Reproduce the whole listing, keeping each word unchanged.

/---

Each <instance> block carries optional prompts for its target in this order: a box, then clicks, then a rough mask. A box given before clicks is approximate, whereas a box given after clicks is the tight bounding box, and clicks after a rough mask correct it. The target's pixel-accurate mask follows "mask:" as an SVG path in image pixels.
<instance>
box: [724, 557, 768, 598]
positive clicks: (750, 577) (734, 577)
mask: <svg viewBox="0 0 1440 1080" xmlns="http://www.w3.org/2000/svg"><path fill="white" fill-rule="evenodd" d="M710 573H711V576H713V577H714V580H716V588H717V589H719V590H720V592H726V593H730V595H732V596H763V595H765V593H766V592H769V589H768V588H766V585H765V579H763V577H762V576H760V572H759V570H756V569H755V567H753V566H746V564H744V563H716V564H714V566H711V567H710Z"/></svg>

\---

THE ANSWER =
Each <instance> block carries optional prompts for its target in this order: a box, then clicks, then a rough mask. A box given before clicks is approximate, whereas a box given after clicks is the tight bounding box, and clicks after a rough mask correct it. The target's pixel-accurate mask follows "mask:" as an SVG path in image pixels.
<instance>
box: [724, 557, 768, 598]
positive clicks: (750, 577) (734, 577)
mask: <svg viewBox="0 0 1440 1080" xmlns="http://www.w3.org/2000/svg"><path fill="white" fill-rule="evenodd" d="M710 573H711V576H713V577H714V580H716V588H717V589H719V590H720V592H726V593H730V595H732V596H763V595H765V593H766V592H769V589H768V588H766V585H765V579H763V577H762V576H760V572H759V570H756V569H755V567H753V566H746V564H744V563H716V564H714V566H711V567H710Z"/></svg>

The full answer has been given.